▶ [PROBLEM] The result must match the data exactly, line for line.

*** Opening SOURCE DATA ***

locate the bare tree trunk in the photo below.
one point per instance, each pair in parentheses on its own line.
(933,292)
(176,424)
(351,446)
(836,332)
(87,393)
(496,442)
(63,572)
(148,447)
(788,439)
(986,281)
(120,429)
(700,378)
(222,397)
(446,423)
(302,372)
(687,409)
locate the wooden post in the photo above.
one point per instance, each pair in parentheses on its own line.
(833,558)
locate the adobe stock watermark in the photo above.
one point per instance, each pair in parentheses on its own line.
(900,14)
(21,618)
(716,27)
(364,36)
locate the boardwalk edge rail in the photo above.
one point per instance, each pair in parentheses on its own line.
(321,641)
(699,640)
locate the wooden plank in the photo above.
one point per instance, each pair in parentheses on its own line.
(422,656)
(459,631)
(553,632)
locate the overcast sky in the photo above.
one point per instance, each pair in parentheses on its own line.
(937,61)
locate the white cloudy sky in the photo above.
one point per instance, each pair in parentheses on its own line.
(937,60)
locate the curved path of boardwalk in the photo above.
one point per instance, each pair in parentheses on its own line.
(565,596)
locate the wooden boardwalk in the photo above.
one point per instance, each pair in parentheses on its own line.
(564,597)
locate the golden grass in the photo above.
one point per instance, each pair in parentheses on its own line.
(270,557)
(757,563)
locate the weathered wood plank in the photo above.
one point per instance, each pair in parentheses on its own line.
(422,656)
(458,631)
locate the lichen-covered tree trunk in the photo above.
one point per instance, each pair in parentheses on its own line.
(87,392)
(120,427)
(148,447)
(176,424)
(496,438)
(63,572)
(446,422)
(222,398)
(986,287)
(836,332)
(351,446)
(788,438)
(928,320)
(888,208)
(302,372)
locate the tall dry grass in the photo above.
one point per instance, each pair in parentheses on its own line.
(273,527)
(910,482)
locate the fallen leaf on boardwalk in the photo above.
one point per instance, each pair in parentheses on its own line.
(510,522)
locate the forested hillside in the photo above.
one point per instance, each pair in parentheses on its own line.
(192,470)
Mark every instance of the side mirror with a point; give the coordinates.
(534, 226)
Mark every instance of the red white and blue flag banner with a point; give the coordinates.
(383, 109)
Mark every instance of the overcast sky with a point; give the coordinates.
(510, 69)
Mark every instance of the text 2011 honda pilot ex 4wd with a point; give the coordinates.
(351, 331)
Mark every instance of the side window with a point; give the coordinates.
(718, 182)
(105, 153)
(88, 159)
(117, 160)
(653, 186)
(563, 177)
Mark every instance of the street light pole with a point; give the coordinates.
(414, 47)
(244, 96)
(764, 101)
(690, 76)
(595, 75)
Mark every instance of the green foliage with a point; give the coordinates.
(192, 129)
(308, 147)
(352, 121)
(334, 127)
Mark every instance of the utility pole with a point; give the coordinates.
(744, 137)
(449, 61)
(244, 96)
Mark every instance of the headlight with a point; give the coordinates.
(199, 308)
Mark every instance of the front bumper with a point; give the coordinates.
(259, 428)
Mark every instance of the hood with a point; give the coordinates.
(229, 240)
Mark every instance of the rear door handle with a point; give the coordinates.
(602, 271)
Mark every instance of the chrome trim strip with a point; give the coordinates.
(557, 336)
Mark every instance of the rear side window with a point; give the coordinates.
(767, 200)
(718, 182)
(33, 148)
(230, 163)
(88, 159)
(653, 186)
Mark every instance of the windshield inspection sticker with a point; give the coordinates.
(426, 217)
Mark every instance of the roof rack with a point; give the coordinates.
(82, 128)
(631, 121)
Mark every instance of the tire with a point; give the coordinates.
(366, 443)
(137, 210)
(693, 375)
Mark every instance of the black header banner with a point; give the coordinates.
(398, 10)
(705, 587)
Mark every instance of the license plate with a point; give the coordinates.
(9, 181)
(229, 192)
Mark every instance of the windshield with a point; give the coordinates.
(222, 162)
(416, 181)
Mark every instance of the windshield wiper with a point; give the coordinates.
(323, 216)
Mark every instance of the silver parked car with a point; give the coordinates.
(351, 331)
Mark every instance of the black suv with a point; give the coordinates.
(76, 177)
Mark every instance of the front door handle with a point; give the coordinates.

*** Closing SOURCE DATA ***

▶ [EXERCISE OUTPUT]
locate the bare tree trunk in the photo below.
one point per instance, each pair in parentheses on its own line.
(933,292)
(176,424)
(351,446)
(836,332)
(87,393)
(496,442)
(63,572)
(148,447)
(788,439)
(986,281)
(120,429)
(700,378)
(222,397)
(446,423)
(302,372)
(687,409)
locate the wooden post in the photo above.
one point per instance, each pair in parentheses on its own line.
(833,558)
locate the adobe stock watermark in the photo above.
one point per instance, each pair in parentheses on its own line.
(900,14)
(21,618)
(716,27)
(364,36)
locate the boardwalk edge rail in the photo above.
one point per instance, each pair in parentheses on its own line.
(321,641)
(699,640)
locate the wooden plank in the photo above.
one point per instance, each pair in parentheses on its own line.
(422,656)
(459,631)
(553,632)
locate the overcast sky in the photo above.
one point per instance, each pair in parentheses on its own line.
(937,61)
locate the white cloudy sky in the photo above.
one point per instance, each pair in parentheses on its own line.
(937,60)
locate the curved path of boardwalk in the photo above.
one point per instance, each pair in parentheses on its own line.
(565,596)
locate the wooden boardwalk in the photo above.
one point per instance, each pair in parentheses on its own line.
(564,597)
locate the golden grass in the photo above.
one point per instance, each pair in parentheses on its own line.
(270,557)
(757,563)
locate the weathered wood plank in the photo above.
one point per instance, each pair in parentheses on its own line.
(422,656)
(458,631)
locate the lichen-covered tree trunk in the photo above.
one point per instance, each pair in parentheses on its own line.
(87,392)
(120,427)
(148,447)
(176,424)
(496,438)
(63,572)
(446,422)
(222,398)
(986,287)
(836,332)
(351,446)
(788,438)
(928,320)
(888,208)
(302,372)
locate the tall dry grass in the photo above.
one point per instance, each pair in parentheses on its own line.
(273,527)
(910,482)
locate the fallen leaf on boardwalk in the photo above.
one point per instance, each pair in parentheses on its own line.
(510,522)
locate the forested hillside in the photo above.
one point per instance, each pair in parentheses on its own line.
(192,470)
Mark every instance of the side mirror with a point; give the coordinates.
(534, 226)
Mark every instance of the red white and blue flag banner with a point; give the coordinates.
(383, 109)
Mark every instance of the overcast sky with a point; give the coordinates.
(510, 69)
Mark every instance of the text 2011 honda pilot ex 4wd with a point; give the coordinates.
(351, 331)
Mark every instance of the side window with a point; give the coordinates.
(718, 182)
(105, 153)
(88, 159)
(117, 160)
(653, 186)
(563, 177)
Mark every instance of the street light pole with a point; give the coordinates.
(414, 47)
(244, 96)
(764, 101)
(690, 76)
(595, 75)
Mark every instance of the green foliage with a point; give the coordinates.
(192, 129)
(308, 147)
(352, 121)
(334, 127)
Mark every instance of the utility pole with a point; give the coordinates.
(744, 137)
(449, 61)
(244, 96)
Mark every instance of the headlight with a point; give the coordinates.
(199, 308)
Mark every instance of the front bumper with a point; give the coordinates.
(259, 428)
Mark every instance of the hood with a point; give the coordinates.
(229, 240)
Mark every instance of the rear door handle with a point; give the coordinates.
(602, 271)
Mark every instance of the chrome trim strip with a point; give the coordinates.
(557, 336)
Mark every instance of the rear side window with a point; give the coordinates.
(767, 200)
(718, 182)
(33, 148)
(230, 163)
(88, 159)
(653, 186)
Mark every instance of the windshield inspection sticker with a point; give the coordinates.
(426, 217)
Mark every instance of the roof rack with a point; give the coordinates.
(82, 128)
(631, 121)
Mark every instance of the tire with a point; give the coordinates.
(366, 443)
(137, 210)
(693, 375)
Mark every instance of the black header banner with a point; give the coordinates.
(398, 10)
(705, 587)
Mark every instance of the license plate with a point; give the coordinates.
(9, 181)
(229, 192)
Mark every instance of the windshield with a point; give the coordinates.
(222, 162)
(416, 181)
Mark every instance of the windshield wiper with a point; give the coordinates.
(323, 216)
Mark every instance of the silver parked car with a point; give the coordinates.
(351, 331)
Mark every instance of the black suv with a point; give the coordinates.
(76, 177)
Mark every instance of the front door handle with a point; give the coordinates.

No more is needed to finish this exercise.